Work instructions =
Return every line of the items below that contains the string "pink". Letter case is significant.

Data for this task =

════════

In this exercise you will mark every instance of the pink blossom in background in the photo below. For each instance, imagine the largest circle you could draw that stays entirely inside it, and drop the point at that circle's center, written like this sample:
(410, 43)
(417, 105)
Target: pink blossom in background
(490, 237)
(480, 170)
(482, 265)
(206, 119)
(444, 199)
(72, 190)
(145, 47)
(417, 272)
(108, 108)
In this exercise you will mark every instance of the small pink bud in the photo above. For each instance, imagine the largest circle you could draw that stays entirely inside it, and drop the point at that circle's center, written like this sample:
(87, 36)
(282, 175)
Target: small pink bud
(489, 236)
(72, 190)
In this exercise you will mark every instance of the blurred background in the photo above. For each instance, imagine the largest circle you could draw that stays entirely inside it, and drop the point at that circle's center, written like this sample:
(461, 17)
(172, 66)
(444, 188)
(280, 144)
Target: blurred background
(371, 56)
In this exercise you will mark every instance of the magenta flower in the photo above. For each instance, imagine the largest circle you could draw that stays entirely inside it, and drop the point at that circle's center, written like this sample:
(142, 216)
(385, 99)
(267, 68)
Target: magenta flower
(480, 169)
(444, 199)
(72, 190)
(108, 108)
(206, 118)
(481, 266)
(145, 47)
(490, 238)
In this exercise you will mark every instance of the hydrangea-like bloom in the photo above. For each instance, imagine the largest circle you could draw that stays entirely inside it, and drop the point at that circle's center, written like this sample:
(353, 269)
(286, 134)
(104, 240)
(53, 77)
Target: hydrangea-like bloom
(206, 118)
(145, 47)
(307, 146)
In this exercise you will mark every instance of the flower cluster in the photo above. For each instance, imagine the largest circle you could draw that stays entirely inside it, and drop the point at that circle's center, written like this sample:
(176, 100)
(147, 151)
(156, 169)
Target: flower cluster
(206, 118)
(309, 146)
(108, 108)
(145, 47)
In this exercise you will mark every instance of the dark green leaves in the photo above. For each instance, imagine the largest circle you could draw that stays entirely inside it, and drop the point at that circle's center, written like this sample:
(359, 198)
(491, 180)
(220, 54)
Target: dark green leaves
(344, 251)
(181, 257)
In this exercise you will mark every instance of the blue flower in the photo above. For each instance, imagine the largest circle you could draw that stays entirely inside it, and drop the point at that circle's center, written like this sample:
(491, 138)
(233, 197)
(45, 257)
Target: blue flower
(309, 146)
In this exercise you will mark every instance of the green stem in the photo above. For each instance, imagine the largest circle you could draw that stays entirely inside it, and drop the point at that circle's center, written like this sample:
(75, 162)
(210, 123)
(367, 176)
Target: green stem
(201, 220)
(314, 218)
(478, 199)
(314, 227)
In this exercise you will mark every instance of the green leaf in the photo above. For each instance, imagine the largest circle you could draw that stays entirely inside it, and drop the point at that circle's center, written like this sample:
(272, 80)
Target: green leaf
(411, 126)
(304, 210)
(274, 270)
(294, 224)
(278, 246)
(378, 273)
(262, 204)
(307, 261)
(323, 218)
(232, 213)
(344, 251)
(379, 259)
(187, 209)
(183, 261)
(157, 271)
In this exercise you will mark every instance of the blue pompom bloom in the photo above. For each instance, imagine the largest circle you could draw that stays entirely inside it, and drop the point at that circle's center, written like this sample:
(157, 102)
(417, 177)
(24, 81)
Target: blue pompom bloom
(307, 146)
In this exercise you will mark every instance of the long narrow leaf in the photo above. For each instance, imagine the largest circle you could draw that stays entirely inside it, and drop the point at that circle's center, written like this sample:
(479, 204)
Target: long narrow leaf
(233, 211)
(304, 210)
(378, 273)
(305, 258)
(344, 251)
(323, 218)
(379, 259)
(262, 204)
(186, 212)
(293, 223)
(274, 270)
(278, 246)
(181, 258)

════════

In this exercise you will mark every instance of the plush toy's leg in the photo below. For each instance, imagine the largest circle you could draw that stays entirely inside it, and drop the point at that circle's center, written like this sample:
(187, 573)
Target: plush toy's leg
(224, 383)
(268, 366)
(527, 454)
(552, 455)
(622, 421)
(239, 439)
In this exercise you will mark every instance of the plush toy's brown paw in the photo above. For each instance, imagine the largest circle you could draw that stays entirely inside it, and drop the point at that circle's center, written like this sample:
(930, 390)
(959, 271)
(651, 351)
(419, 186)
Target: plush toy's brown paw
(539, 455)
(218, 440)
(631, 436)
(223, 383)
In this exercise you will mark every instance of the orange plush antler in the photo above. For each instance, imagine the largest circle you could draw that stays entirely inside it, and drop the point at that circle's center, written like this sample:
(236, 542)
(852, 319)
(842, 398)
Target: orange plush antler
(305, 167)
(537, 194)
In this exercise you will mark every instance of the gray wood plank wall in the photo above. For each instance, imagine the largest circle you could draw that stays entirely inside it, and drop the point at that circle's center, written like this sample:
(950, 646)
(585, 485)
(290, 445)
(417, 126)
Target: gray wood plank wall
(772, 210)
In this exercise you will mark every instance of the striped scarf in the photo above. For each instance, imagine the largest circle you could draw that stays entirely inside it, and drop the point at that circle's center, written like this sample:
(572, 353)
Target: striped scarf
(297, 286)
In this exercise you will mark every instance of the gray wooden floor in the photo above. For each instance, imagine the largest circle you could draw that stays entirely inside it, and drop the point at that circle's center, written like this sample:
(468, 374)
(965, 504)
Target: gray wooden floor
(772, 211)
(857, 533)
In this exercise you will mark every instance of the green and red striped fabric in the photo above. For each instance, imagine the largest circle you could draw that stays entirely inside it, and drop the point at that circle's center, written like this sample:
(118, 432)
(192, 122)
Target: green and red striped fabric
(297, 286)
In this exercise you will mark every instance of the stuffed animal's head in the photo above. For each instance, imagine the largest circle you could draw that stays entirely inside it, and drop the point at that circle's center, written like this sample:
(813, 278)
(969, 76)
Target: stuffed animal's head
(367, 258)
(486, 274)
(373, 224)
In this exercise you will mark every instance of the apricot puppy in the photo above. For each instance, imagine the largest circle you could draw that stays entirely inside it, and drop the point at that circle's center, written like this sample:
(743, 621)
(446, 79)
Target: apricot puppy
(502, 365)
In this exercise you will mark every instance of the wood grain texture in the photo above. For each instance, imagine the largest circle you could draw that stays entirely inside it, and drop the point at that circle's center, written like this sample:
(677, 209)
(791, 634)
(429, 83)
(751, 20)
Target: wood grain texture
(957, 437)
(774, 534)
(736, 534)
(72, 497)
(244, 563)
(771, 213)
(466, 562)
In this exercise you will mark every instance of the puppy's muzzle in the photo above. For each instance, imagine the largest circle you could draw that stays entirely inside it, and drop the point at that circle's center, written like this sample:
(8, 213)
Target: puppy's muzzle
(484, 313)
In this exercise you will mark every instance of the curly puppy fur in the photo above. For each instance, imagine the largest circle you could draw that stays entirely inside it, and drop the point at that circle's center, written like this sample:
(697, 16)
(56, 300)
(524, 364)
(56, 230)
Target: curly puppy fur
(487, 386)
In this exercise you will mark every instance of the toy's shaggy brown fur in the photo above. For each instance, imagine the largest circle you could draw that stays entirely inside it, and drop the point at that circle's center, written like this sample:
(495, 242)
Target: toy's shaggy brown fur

════════

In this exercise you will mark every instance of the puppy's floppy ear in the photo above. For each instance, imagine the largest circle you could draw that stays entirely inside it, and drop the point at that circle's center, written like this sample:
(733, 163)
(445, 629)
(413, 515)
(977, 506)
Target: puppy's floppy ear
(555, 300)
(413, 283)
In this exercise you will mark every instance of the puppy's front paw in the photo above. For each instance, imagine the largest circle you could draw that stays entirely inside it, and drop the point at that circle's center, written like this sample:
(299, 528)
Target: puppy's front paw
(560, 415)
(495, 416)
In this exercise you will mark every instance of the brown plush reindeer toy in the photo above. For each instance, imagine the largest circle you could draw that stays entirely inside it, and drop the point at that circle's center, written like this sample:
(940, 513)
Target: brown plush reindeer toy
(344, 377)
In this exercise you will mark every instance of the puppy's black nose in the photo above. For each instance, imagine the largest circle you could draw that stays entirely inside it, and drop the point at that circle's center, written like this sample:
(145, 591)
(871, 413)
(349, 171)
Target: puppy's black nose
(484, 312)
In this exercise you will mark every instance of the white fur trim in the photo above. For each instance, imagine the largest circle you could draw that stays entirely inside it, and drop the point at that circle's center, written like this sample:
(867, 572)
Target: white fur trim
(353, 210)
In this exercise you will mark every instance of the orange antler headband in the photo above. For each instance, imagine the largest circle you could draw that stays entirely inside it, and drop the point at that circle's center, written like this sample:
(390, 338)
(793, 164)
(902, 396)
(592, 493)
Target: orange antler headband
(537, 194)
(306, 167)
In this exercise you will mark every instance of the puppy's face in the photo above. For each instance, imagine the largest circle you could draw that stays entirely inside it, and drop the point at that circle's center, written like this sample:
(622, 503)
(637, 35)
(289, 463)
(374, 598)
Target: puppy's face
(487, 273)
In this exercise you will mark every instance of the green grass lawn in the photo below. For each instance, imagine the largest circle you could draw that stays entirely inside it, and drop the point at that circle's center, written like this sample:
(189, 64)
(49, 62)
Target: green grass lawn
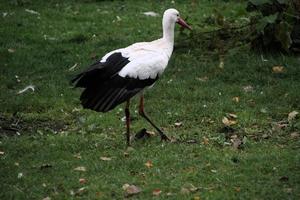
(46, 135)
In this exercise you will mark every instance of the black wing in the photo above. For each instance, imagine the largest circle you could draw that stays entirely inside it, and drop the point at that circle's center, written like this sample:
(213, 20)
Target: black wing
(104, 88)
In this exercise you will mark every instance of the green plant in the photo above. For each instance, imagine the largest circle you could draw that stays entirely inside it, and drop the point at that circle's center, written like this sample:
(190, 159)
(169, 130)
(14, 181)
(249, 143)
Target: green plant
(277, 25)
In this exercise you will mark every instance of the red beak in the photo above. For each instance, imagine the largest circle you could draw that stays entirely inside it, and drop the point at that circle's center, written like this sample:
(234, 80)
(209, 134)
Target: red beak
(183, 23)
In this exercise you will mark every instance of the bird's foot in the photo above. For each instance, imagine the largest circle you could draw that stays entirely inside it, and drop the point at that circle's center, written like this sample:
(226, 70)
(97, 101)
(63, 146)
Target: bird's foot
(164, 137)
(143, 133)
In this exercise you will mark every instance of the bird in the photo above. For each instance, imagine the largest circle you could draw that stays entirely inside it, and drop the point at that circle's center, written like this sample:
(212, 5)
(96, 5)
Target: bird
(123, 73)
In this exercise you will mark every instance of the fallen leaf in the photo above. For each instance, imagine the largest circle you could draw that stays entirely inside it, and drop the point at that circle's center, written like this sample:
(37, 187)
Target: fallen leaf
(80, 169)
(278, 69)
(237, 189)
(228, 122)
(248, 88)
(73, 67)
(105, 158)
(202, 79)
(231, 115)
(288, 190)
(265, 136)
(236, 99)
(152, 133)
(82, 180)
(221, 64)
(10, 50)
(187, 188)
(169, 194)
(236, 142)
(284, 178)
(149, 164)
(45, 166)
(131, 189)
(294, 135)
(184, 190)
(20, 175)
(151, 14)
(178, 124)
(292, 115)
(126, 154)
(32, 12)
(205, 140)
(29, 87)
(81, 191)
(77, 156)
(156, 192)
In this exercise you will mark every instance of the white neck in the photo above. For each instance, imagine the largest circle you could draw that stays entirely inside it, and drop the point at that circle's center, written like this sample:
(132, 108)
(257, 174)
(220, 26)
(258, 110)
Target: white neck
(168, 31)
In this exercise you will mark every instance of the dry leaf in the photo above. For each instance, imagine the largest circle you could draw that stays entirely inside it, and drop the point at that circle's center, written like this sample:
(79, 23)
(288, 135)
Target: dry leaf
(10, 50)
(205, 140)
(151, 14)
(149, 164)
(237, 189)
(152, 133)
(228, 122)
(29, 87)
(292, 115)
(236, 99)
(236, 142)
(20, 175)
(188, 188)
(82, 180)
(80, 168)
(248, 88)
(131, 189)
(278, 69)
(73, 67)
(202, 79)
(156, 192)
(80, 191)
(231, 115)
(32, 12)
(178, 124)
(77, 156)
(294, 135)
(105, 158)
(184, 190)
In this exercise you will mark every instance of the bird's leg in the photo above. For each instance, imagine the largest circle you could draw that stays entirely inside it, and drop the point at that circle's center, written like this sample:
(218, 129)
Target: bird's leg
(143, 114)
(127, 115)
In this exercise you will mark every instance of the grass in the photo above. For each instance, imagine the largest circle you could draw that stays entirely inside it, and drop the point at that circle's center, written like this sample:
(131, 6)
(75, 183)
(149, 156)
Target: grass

════════

Reply to the task =
In this exercise you will mark every instance of the pink blossom in background in the photo below. For each instance, imagine the largest circle you could draw that stays entirely inside it, and drop the point at that circle's center, written like this sample:
Target: pink blossom in background
In this exercise you will mark every instance of the small pink bud in the photo above. For each instance, imagine the largest circle you could draw that stays entirely inside it, and drop the point at that circle's center, written like this sample:
Target: small pink bud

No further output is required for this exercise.